» **Source passage**:
US20260124480A1US 20260124480 A1US20260124480 A1US 20260124480A1US-20260124480-A1

Abstract

A unibody air maintenance device includes a body that is a single, integral component. The body has an inlet and an outlet. The inlet receives a pressurized gas and the outlet directs the pressurized gas to a dry fire protection system. A regulator is disposed within the body and maintains a pressure of the pressurized gas at a set pressure. A check valve is disposed within the body and opens to allow the pressurized gas to flow from the inlet towards the outlet and closes to prevent the pressurized gas from flowing from the outlet towards the inlet. A three-way valve is disposed within the body downstream of the inlet and upstream of the regulator. The three-way valve allows the pressurized gas to flow towards the regulator in a regulate position and to prevent the pressurized gas from flowing through the unibody air maintenance device in an off position.

Inventors

  • David Deurloo
  • Scott Hanson

Assignees

  • THE RELIABLE AUTOMATIC SPRINKLER CO. INC.

Dates

Publication Date
20260507
Application Date
20251106

Claims (20)

  1. 1 . A unibody air maintenance device for a dry fire protection system, the unibody air maintenance device comprising: a body that is a single, integral component, the body having an inlet and an outlet, the inlet being configured to receive a pressurized gas from a pressurized gas source and the outlet being configured to direct the pressurized gas to the dry fire protection system; a regulator disposed within the body and downstream of the inlet, the regulator being configured to maintain a pressure of the pressurized gas through the unibody air maintenance device at a set pressure; a check valve disposed within the body and downstream of the regulator, the check valve being configured to open to allow the pressurized gas to flow from the inlet towards the outlet and to close to prevent the pressurized gas from flowing from the outlet towards the inlet; and a three-way valve disposed within the body downstream of the inlet and upstream of the regulator, the three-way valve being configured to allow the pressurized gas to flow towards the regulator in a regulate position and to prevent the pressurized gas from flowing through the unibody air maintenance device in an off position.
  2. 2 . The unibody air maintenance device of claim 1 , wherein the three-way valve includes a valve actuator that is configured to actuate the three-way valve from the regulate position to the off position.
  3. 3 . The unibody air maintenance device of claim 1 , further comprising a bypass passage disposed within the body, downstream of the three-way valve and upstream of the check valve, wherein the three-way valve is configured to allow the pressurized gas through the bypass passage towards the outlet and to prevent the pressurized gas from flowing to the regulator in a bypass position.
  4. 4 . The unibody air maintenance device of claim 1 , further comprising a gauge configured to provide an indication of the pressure of the pressurized gas, wherein the gauge includes a gauge port disposed within the body downstream of the regulator and upstream of the check valve.

» **Records**:
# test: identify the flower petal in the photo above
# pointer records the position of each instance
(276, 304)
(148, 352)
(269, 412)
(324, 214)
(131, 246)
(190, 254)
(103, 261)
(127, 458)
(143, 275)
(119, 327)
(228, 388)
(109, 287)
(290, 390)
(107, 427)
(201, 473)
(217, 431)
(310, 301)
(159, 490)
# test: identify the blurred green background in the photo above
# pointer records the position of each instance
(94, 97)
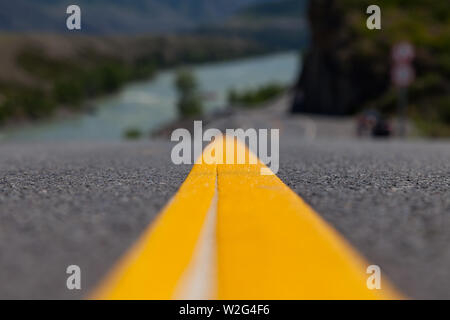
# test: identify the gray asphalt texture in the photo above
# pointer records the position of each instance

» **What you need to do**:
**1.** Answer these questions from the air maintenance device passage:
(a) Which company is listed as the assignee?
(b) What is the application date given?
(c) According to claim 3, where within the body is the bypass passage disposed?
**2.** Pick up the air maintenance device passage after claim 4 and continue it in the same manner.
The records play no part in the work on this page.

» **Answers to the exercise**:
**1.**
(a) THE RELIABLE AUTOMATIC SPRINKLER CO. INC.
(b) 20251106
(c) Downstream of the three-way valve and upstream of the check valve.

**2.**
  5. 5 . The unibody air maintenance device of claim 1 , further comprising a strainer disposed within the body downstream of the three-way valve and upstream of the regulator, wherein the strainer is configured to collect solid particles or debris within the pressurized gas from the pressurized gas source.
  6. 6 . The unibody air maintenance device of claim 1 , further comprising a restriction orifice disposed within the body downstream of the regulator and upstream of the check valve, the restriction orifice being configured to reduce a flow rate of the pressurize gas through the restriction orifice and towards the outlet.
  7. 7 . The unibody air maintenance device of claim 6 , wherein a diameter of the restriction orifice is less than a diameter of the regulator.
  8. 8 . The unibody air maintenance device of claim 1 , wherein the regulator includes a regulator orifice and a diaphragm configured to open and to close the regulator orifice to maintain the pressure of pressurized air through the unibody air maintenance device at the set pressure.
  9. 9 . The unibody air maintenance device of claim 8 , wherein the regulator includes a regulator actuator, the diaphragm being coupled to the regulator actuator, and the regulator actuator being configured to actuate the diaphragm to open and to close the regulator orifice.
  10. 10 . The unibody air maintenance device of claim 8 , further comprising a strainer disposed within the body downstream of the three-way valve and upstream of the regulator, wherein a portion of the regulator is disposed within strainer.
  11. 11 . The unibody air maintenance device of claim 1 , wherein the three-way valve has a valve body and a valve passage, the valve body being configured to block the inlet in the off position, and the valve passage being configured to allow the pressurized gas to flow to the regulator in the regulate position.
  12. 12 . The unibody air maintenance device of claim 11 , wherein the valve passage includes a first port, a second port, and a third port, the first port being in fluid communication with the inlet and the second port being in fluid communication with the regulator in the regulate position such that the unibody air maintenance device is configured to regulate the pressure of the pressurized gas to the dry fire protection system in the regulate position.
  13. 13 . The unibody air maintenance device of claim 12 , wherein the second port is in fluid communication with the inlet, the third port is in fluid communication with the check valve, and the valve body blocks flow of the pressurized gas to the regulator in a bypass position such that the unibody air maintenance device is configured to bypass the regulator in the bypass position.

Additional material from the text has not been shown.